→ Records
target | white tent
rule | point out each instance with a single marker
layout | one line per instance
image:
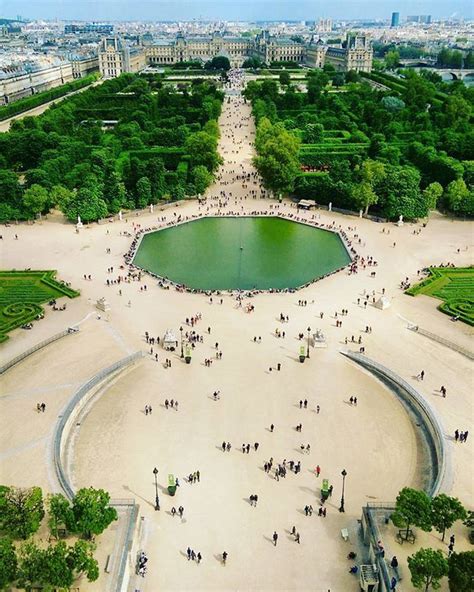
(383, 302)
(170, 341)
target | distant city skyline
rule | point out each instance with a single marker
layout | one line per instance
(232, 10)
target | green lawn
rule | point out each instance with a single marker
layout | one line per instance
(453, 285)
(22, 293)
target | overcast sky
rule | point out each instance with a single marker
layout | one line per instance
(230, 9)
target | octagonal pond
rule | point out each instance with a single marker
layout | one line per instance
(241, 253)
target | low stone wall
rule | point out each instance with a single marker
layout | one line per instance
(440, 475)
(37, 347)
(440, 478)
(72, 410)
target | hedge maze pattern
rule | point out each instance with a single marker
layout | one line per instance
(22, 293)
(455, 286)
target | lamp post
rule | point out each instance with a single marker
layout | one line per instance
(157, 499)
(343, 473)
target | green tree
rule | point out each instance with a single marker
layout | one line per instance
(88, 204)
(60, 514)
(363, 196)
(32, 568)
(393, 104)
(413, 507)
(277, 160)
(445, 511)
(143, 192)
(114, 192)
(80, 559)
(317, 80)
(313, 133)
(461, 571)
(457, 196)
(10, 189)
(427, 568)
(202, 178)
(399, 193)
(285, 78)
(8, 563)
(92, 512)
(21, 510)
(202, 149)
(60, 197)
(432, 195)
(35, 199)
(458, 111)
(373, 172)
(219, 63)
(392, 59)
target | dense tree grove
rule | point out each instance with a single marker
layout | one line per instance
(26, 564)
(127, 143)
(417, 135)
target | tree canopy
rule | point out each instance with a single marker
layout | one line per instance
(66, 157)
(427, 568)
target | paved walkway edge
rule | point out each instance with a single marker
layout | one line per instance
(37, 347)
(441, 476)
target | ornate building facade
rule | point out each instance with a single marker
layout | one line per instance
(354, 54)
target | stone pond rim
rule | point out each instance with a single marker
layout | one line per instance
(229, 253)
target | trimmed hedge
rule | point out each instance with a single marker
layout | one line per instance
(44, 97)
(22, 292)
(455, 286)
(171, 155)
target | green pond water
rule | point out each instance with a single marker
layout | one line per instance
(241, 253)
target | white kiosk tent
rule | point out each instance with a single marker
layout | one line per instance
(170, 342)
(383, 302)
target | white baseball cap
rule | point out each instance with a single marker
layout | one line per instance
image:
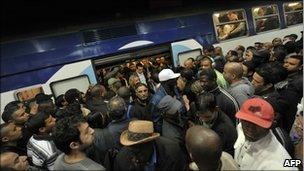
(167, 74)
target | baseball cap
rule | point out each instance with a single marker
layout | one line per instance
(167, 74)
(42, 98)
(169, 105)
(257, 111)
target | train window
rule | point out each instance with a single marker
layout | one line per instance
(122, 66)
(230, 24)
(81, 83)
(266, 18)
(28, 93)
(293, 13)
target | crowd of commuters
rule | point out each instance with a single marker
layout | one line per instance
(241, 111)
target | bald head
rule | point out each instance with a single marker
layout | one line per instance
(204, 147)
(233, 71)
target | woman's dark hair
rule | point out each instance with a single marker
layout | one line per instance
(73, 109)
(96, 120)
(66, 131)
(139, 85)
(9, 110)
(72, 95)
(265, 71)
(209, 73)
(36, 121)
(59, 100)
(205, 102)
(280, 53)
(188, 74)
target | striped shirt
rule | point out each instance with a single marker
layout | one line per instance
(43, 152)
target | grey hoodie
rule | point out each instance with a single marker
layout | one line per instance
(241, 90)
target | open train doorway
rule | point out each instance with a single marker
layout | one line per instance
(122, 66)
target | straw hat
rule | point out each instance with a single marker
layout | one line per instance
(139, 131)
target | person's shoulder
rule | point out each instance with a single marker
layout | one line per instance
(91, 165)
(228, 163)
(167, 145)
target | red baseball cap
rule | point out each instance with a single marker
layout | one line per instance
(257, 111)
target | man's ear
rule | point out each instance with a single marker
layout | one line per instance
(4, 139)
(74, 145)
(42, 129)
(233, 76)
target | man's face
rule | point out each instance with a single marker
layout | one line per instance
(162, 59)
(142, 92)
(252, 131)
(50, 123)
(14, 161)
(181, 84)
(232, 17)
(188, 64)
(206, 64)
(86, 135)
(206, 84)
(206, 117)
(245, 70)
(257, 82)
(228, 75)
(13, 132)
(291, 64)
(248, 55)
(135, 81)
(132, 67)
(140, 70)
(20, 116)
(277, 42)
(218, 51)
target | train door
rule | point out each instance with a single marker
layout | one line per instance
(123, 65)
(185, 49)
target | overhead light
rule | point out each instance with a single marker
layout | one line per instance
(293, 4)
(256, 10)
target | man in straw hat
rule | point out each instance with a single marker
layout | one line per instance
(256, 147)
(168, 86)
(146, 150)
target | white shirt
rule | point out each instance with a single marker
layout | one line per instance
(264, 154)
(142, 78)
(42, 152)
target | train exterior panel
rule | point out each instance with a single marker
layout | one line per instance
(40, 61)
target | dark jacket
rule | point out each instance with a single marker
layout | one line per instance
(223, 126)
(168, 156)
(226, 103)
(106, 139)
(173, 131)
(141, 111)
(292, 94)
(155, 113)
(97, 105)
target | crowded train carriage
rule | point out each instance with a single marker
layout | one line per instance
(219, 89)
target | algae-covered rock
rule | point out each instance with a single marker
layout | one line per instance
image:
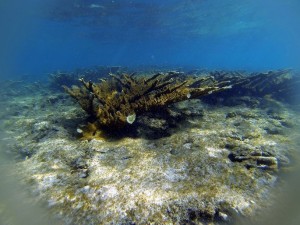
(192, 163)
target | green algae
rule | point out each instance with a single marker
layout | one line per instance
(186, 176)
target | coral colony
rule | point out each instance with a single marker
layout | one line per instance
(115, 102)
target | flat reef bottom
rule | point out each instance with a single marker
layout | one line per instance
(219, 164)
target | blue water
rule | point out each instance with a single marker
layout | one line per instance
(41, 36)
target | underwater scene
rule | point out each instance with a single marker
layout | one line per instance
(136, 112)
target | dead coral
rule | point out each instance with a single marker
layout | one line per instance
(115, 102)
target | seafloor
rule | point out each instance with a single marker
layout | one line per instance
(216, 164)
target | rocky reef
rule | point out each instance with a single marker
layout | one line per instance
(115, 102)
(223, 161)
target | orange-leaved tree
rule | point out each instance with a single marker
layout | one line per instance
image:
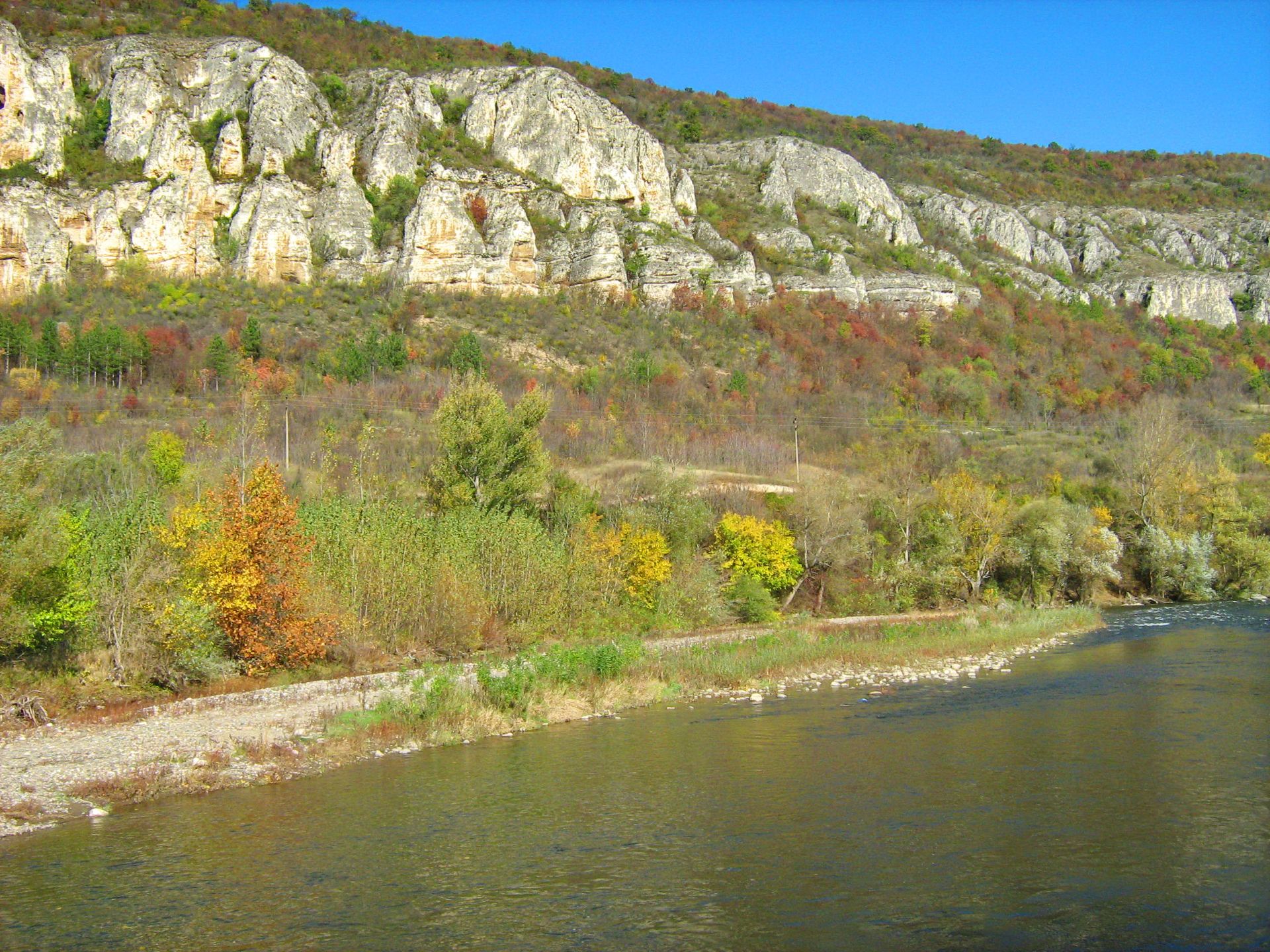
(247, 556)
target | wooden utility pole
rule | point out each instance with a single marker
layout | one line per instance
(798, 465)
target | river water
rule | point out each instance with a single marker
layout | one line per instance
(1111, 795)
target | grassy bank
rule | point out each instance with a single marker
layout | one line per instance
(452, 703)
(534, 690)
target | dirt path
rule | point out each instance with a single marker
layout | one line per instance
(224, 739)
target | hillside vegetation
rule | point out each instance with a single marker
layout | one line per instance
(212, 480)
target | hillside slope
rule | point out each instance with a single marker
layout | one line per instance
(208, 154)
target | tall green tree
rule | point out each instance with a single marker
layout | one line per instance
(48, 352)
(253, 342)
(468, 357)
(489, 455)
(218, 360)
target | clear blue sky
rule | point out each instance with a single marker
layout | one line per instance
(1096, 74)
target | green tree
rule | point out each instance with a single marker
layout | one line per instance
(165, 452)
(253, 342)
(44, 598)
(466, 356)
(489, 456)
(48, 353)
(218, 360)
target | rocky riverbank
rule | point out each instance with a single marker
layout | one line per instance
(56, 772)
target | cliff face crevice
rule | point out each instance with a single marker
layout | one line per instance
(529, 182)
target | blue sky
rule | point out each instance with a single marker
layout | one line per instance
(1095, 74)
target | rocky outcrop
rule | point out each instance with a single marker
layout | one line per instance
(668, 263)
(451, 245)
(37, 104)
(587, 254)
(786, 241)
(925, 294)
(33, 249)
(683, 193)
(1202, 298)
(997, 225)
(272, 233)
(229, 160)
(1083, 233)
(545, 124)
(793, 169)
(393, 111)
(148, 78)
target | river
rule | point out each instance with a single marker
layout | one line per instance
(1114, 793)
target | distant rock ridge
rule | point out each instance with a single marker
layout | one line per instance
(244, 167)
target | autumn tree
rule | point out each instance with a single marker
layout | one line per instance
(1155, 461)
(253, 342)
(757, 549)
(247, 557)
(980, 518)
(489, 456)
(827, 527)
(905, 491)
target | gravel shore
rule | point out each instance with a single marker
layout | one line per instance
(55, 772)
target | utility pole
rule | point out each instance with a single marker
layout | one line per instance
(798, 465)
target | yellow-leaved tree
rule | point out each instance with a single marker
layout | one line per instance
(980, 518)
(635, 559)
(757, 549)
(247, 557)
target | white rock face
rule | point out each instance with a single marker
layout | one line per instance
(272, 231)
(1083, 233)
(444, 249)
(544, 122)
(837, 281)
(1201, 298)
(788, 240)
(177, 230)
(925, 294)
(799, 169)
(148, 78)
(393, 111)
(37, 103)
(996, 223)
(173, 151)
(671, 263)
(228, 159)
(685, 193)
(33, 249)
(587, 254)
(586, 177)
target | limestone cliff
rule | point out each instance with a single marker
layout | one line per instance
(229, 158)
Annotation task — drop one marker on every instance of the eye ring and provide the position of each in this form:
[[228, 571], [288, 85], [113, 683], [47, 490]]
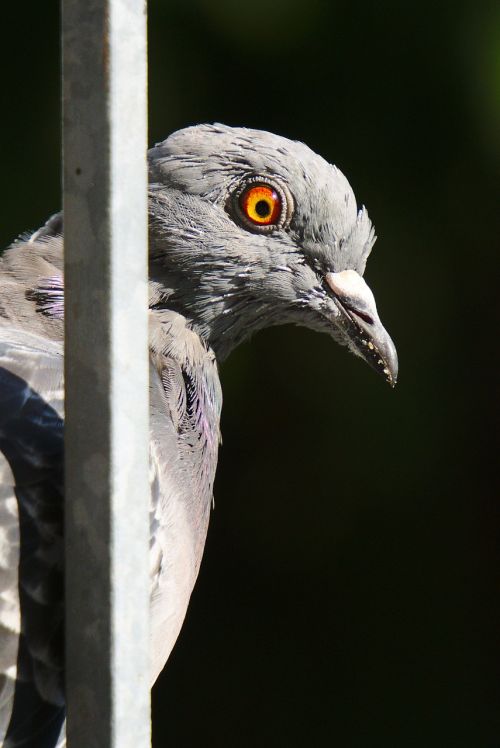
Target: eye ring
[[262, 205]]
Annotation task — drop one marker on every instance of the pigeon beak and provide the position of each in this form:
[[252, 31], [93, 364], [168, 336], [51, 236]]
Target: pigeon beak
[[361, 324]]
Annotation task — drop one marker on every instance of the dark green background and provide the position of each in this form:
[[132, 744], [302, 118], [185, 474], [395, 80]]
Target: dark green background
[[349, 594]]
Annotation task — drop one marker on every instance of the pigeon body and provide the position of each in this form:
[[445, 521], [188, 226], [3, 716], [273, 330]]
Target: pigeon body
[[247, 230]]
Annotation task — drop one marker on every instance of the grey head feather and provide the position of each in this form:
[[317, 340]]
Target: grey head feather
[[229, 278]]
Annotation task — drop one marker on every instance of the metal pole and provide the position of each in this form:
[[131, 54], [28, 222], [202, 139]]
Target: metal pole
[[106, 431]]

→ Written request
Put the lines into a Markdown table with the columns Row and Line, starting at the line containing "the eye ring" and running through the last line, with both ends included. Leave out blank lines and pictures.

→ Full solution
| Row | Line |
|---|---|
| 1 | Annotation task — drop one marker on every instance of the eye ring and provide the position of each in this form: |
| 2 | [[228, 571], [288, 85], [113, 683], [47, 490]] |
| 3 | Target: eye ring |
| 4 | [[262, 205]] |
| 5 | Annotation task — drop one marker on every instance of the pigeon beak and provide the position of each in this form: |
| 6 | [[252, 31], [93, 364], [168, 336], [51, 236]] |
| 7 | Target: pigeon beak |
| 8 | [[361, 324]] |
| 9 | Annotation task — drop one marker on every instance of the dark green background and provide the position of each in this form: |
| 10 | [[132, 744], [302, 118], [185, 474], [395, 80]] |
| 11 | Target: dark green background |
| 12 | [[349, 594]] |
| 13 | Annotation task — drop one marker on every instance of the pigeon body and provide the position of each in this form: |
| 14 | [[445, 521], [188, 226], [3, 716], [273, 330]] |
| 15 | Target: pigeon body |
| 16 | [[247, 230]] |
| 17 | Annotation task — drop one marker on every instance of the grey head feather and provide the position of each in this form: |
| 18 | [[317, 340]] |
| 19 | Target: grey head feather |
| 20 | [[229, 278]] |
| 21 | Annotation task — drop one marker on every instance of the metal pole and provide the position of each in this form: |
| 22 | [[131, 54], [28, 222], [202, 139]] |
| 23 | Target: metal pole |
| 24 | [[106, 431]] |